## [DOCUMENT PASSAGE]
•••••
The contradictions don’t stop there. Text messages presented as evidence showed Malenfant joking about the massive volume of Deloitte’s proposal, telling a friend he had read “2070 pages” and calling it “a lot of stuff.” This friend, Louise Savoie, was herself a consultant tied to the SAAQ contract, a role that brought her significant financial gain.
The commission has also heard concerns about favoritism. Some testimony suggested Malenfant may have wanted Deloitte to win the contract, despite the fact that their proposal came with millions of extra hours of work compared to the competition. When asked, he downplayed cost concerns, pointing instead to the long-term technological strength of the company as his priority. But prosecutors reminded him that the SAAQ’s funds were meant to compensate accident victims, not to be treated like an unlimited pool of money.
As the inquiry digs deeper, the flaws in the SAAQclic project keep surfacing. It has already been revealed that the team of experts promised by one firm during the bidding process was never actually delivered; what the SAAQ got was a “team B.” Even before contracts were signed, deviations from the agreement had started to take place.
Malenfant’s testimony has become a central piece of this ongoing story. Each session at the commission seems to expose more inconsistencies and raise further questions about transparency, governance, and accountability in one of Quebec’s most ambitious digital projects. His next appearance is expected to continue shedding light on how a modernization plan turned into one of the province’s most notorious administrative fiascos.
•••••
## [DATASET RECORDS]
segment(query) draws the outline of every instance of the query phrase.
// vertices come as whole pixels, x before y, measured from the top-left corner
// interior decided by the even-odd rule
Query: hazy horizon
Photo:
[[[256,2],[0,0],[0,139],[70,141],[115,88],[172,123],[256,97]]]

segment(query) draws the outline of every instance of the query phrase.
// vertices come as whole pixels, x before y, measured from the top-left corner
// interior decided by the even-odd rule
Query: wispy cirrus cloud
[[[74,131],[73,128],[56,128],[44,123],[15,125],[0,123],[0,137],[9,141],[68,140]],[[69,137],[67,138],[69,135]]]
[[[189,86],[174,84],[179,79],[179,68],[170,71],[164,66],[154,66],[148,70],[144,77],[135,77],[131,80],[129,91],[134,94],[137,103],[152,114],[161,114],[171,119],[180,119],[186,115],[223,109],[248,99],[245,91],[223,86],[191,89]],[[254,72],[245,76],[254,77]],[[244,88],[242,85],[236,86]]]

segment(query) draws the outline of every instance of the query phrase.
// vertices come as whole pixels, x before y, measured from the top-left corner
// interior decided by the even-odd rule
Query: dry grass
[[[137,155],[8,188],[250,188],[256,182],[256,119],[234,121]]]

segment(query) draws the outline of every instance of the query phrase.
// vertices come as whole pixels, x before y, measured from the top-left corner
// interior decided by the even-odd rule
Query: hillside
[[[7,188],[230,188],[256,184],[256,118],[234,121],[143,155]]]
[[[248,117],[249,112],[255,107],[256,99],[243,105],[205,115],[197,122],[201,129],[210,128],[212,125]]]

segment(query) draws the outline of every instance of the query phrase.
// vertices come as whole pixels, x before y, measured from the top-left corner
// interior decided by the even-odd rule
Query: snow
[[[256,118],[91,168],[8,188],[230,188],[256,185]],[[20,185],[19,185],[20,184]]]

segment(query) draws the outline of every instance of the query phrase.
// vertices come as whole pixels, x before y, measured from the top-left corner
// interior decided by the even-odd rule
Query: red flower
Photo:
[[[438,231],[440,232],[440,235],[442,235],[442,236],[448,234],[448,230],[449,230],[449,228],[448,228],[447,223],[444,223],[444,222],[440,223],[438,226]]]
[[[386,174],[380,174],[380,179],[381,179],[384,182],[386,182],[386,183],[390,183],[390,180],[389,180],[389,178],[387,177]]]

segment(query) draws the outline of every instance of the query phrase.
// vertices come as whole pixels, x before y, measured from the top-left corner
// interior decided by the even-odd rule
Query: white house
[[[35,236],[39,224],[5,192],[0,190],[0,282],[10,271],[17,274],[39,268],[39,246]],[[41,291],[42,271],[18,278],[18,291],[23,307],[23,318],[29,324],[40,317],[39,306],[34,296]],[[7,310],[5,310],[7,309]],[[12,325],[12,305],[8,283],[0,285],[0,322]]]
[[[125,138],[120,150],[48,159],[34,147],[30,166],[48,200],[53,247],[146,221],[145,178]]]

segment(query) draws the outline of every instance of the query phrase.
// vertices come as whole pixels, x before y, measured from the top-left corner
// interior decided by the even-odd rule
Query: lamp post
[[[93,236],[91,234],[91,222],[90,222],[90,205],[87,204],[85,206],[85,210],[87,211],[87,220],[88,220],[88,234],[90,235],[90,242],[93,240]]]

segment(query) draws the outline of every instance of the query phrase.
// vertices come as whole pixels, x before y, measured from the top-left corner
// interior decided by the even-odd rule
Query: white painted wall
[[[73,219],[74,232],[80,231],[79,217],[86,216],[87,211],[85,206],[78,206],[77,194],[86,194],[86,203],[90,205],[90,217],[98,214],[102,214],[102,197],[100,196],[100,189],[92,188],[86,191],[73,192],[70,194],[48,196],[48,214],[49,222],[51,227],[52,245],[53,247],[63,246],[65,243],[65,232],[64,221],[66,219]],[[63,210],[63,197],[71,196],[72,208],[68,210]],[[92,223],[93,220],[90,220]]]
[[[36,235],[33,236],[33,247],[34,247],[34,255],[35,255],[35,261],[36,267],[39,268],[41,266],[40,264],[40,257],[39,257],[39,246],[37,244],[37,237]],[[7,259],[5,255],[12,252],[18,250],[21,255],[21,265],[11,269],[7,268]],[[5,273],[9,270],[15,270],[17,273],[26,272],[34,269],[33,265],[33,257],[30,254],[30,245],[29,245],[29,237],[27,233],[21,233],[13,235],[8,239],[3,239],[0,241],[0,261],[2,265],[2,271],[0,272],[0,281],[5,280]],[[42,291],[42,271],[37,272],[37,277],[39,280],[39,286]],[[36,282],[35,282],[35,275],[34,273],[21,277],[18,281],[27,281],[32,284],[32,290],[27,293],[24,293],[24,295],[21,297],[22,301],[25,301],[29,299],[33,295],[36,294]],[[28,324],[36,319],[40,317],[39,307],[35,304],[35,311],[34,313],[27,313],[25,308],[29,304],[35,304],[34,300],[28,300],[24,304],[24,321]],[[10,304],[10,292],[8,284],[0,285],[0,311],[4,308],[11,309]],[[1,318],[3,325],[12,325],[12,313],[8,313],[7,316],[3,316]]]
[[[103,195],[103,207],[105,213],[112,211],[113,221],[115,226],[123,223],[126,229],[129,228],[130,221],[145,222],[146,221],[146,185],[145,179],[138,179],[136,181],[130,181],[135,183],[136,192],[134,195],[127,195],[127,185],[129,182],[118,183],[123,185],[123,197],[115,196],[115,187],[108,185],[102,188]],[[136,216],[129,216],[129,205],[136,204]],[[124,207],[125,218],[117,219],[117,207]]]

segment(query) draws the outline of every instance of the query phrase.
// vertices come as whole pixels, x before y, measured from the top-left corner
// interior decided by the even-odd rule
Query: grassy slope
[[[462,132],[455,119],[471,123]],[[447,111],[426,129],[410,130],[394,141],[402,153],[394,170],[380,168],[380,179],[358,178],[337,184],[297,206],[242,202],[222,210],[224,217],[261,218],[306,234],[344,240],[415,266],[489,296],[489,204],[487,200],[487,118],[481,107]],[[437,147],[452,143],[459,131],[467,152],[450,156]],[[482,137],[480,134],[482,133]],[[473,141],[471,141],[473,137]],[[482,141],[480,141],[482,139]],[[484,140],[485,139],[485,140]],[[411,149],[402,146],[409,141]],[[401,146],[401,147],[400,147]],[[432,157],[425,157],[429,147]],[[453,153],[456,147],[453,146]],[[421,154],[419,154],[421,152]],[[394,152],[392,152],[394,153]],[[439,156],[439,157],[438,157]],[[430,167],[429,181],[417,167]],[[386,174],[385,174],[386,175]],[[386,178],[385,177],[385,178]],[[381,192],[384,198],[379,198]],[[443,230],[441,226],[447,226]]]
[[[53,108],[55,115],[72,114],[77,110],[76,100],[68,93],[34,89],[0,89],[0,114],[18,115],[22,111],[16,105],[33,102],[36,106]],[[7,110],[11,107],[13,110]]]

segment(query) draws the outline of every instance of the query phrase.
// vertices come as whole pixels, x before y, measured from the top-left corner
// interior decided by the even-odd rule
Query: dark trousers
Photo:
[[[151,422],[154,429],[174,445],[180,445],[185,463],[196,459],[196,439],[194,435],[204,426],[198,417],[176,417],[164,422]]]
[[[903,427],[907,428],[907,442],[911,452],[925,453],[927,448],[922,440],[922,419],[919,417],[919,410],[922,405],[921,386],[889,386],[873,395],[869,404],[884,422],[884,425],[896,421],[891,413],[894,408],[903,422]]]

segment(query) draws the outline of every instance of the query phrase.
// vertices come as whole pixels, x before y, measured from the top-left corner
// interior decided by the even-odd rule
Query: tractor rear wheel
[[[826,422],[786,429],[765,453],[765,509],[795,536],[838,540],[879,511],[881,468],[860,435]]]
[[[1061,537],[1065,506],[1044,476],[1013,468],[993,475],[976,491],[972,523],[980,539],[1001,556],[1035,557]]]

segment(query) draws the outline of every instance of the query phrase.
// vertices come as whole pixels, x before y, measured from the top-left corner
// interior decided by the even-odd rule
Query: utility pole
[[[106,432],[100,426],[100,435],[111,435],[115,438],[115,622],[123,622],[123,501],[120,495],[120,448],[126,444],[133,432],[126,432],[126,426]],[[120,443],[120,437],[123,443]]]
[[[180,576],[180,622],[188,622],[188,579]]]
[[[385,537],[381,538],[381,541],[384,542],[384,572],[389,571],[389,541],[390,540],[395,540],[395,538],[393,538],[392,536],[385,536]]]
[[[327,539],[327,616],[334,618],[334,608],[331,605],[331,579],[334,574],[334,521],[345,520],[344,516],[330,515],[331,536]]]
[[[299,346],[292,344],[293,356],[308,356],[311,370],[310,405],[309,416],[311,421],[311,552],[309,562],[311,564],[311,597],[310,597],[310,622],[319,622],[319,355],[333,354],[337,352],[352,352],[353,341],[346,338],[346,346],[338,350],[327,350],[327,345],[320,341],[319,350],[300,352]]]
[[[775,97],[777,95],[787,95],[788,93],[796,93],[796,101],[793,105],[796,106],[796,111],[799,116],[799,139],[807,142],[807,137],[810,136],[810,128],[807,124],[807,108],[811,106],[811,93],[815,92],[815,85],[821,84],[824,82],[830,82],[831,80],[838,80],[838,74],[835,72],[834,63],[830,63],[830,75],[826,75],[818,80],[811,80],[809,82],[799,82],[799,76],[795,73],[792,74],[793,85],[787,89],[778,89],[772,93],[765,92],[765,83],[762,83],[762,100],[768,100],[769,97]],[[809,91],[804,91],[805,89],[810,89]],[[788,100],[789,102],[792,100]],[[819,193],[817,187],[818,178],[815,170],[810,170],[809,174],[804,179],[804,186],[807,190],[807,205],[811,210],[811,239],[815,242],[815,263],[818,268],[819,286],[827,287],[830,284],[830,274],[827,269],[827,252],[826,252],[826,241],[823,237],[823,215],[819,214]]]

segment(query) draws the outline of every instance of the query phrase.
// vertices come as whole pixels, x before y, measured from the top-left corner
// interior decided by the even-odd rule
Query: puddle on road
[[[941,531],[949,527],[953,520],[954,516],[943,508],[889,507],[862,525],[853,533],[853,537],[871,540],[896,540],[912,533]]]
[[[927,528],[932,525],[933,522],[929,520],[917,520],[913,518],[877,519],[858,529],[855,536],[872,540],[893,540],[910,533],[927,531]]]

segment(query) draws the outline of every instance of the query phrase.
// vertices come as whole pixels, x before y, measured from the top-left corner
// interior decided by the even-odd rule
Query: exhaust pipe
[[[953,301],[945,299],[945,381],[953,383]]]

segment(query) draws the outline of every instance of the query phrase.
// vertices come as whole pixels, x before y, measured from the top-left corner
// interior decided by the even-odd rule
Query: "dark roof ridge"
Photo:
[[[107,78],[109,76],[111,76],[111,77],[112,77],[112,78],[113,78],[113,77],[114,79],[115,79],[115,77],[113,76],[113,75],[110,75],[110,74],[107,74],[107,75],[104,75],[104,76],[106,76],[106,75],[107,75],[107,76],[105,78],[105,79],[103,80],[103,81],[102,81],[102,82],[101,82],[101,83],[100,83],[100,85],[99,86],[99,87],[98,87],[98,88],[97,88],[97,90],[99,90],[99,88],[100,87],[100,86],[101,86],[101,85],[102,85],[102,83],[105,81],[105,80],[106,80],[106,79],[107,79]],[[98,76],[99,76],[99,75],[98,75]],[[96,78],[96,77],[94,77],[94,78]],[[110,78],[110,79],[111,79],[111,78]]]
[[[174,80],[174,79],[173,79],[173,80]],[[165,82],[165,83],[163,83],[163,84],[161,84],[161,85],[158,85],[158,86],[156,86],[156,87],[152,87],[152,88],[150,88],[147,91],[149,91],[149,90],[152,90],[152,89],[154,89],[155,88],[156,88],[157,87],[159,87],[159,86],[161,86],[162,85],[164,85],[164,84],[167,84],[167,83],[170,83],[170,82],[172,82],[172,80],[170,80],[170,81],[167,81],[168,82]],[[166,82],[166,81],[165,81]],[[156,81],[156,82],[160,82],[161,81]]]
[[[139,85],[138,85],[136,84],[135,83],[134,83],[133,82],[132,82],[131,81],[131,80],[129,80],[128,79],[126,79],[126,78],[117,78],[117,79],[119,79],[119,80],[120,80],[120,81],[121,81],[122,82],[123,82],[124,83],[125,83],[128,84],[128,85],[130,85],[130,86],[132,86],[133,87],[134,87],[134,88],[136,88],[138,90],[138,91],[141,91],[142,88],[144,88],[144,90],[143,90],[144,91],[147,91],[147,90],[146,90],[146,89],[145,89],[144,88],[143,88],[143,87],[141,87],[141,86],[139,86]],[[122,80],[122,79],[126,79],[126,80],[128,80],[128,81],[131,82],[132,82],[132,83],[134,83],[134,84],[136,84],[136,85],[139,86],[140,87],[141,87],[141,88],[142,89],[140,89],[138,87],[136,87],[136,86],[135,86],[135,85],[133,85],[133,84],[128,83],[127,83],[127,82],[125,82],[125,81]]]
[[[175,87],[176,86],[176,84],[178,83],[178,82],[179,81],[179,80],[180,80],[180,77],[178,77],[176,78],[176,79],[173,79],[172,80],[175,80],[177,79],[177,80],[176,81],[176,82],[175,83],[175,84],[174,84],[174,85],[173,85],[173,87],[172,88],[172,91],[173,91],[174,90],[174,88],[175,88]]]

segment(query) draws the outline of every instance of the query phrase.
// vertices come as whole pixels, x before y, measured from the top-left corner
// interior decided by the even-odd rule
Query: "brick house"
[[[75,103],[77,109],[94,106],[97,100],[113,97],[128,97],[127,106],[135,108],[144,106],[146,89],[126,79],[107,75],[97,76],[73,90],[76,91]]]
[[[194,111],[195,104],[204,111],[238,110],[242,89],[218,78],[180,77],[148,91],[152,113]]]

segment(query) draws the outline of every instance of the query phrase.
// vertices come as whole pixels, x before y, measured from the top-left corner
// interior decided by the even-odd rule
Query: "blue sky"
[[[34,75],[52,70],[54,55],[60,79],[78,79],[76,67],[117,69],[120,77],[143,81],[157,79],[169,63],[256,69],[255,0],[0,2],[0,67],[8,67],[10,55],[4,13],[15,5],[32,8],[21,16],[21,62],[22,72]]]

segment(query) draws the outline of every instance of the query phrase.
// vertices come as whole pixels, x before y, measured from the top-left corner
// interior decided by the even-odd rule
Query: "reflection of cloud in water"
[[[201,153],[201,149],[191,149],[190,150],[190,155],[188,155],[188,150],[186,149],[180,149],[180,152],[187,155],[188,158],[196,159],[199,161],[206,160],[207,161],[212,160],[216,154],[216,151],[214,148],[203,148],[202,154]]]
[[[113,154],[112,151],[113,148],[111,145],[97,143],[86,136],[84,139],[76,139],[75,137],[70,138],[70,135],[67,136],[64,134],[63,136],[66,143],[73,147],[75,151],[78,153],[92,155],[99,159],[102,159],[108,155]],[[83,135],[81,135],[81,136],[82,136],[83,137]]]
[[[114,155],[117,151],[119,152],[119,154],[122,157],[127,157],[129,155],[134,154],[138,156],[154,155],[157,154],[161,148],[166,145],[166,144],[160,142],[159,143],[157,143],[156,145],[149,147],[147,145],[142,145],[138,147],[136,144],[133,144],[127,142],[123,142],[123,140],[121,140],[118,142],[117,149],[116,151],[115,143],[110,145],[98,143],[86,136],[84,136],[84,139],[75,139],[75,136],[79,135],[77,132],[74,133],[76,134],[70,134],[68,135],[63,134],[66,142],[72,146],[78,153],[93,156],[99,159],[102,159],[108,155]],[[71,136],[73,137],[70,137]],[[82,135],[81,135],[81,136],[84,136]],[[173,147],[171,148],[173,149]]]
•••••
## [BRIEF A]
Quote the part of the SAAQclic inquiry passage that opens with the words "The contradictions don’t" and closes with "significant financial gain.".
## [BRIEF B]
Convert the entries, from their first line through the line containing "[[[256,2],[0,0],[0,139],[70,141],[115,88],[172,123],[256,97]]]", into a numbered list, leaving out any blank lines.
The entries have no connection to the SAAQclic inquiry passage.

## [OUTPUT A]
The contradictions don’t stop there. Text messages presented as evidence showed Malenfant joking about the massive volume of Deloitte’s proposal, telling a friend he had read “2070 pages” and calling it “a lot of stuff.” This friend, Louise Savoie, was herself a consultant tied to the SAAQ contract, a role that brought her significant financial gain.

## [OUTPUT B]
1. segment(query) draws the outline of every instance of the query phrase.
2. // vertices come as whole pixels, x before y, measured from the top-left corner
3. // interior decided by the even-odd rule
4. Query: hazy horizon
5. Photo:
6. [[[256,2],[0,0],[0,139],[70,141],[115,88],[172,123],[256,97]]]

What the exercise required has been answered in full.